━━━━━ Provided material
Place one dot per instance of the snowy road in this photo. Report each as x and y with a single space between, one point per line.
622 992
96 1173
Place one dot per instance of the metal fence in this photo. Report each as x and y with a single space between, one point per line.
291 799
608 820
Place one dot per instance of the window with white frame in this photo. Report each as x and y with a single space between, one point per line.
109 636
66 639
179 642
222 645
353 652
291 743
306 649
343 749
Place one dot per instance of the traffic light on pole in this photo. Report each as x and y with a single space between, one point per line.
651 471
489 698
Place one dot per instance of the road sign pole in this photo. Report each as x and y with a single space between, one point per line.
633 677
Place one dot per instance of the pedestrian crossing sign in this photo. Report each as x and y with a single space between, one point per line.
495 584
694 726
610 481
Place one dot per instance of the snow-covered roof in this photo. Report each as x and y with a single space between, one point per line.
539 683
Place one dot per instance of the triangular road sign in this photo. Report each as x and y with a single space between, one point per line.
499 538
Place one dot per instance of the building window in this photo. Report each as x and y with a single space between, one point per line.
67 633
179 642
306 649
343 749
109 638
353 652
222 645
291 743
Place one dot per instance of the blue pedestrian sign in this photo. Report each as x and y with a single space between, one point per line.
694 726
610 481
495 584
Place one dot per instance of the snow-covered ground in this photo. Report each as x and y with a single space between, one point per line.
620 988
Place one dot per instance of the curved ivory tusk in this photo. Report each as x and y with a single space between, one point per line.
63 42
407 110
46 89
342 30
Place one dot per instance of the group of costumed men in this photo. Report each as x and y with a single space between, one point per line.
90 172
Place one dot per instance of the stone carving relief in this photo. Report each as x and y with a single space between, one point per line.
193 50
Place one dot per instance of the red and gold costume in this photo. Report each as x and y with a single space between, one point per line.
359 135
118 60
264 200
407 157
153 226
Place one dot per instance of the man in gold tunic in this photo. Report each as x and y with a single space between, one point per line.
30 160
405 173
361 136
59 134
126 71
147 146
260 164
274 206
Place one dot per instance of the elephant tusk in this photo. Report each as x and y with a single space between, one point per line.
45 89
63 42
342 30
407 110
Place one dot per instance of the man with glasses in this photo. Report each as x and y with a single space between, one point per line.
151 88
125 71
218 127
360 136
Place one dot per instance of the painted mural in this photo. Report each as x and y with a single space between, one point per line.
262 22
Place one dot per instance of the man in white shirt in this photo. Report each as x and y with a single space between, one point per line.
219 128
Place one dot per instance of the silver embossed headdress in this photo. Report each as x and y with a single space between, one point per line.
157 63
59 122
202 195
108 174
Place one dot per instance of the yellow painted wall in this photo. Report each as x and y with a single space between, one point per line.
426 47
━━━━━━━━━━
Task -
Your task is to restate, word for word, the line with "Place one dot per instance of the man in white" and all lines after it, ending with the last line of the data.

Task response -
Place one dot per instance of the man in white shirt in this photo. Report each as x and y with a single space between, one point per line.
219 128
Place one dot per instance of the silver embossed headdress in this photo. Report each as x and y with a single space between, one point per line.
157 63
59 122
202 195
108 174
Place one dot per instance of the yellow painted wall in this photo. Report each as x and y with a single space between, one point per line.
426 47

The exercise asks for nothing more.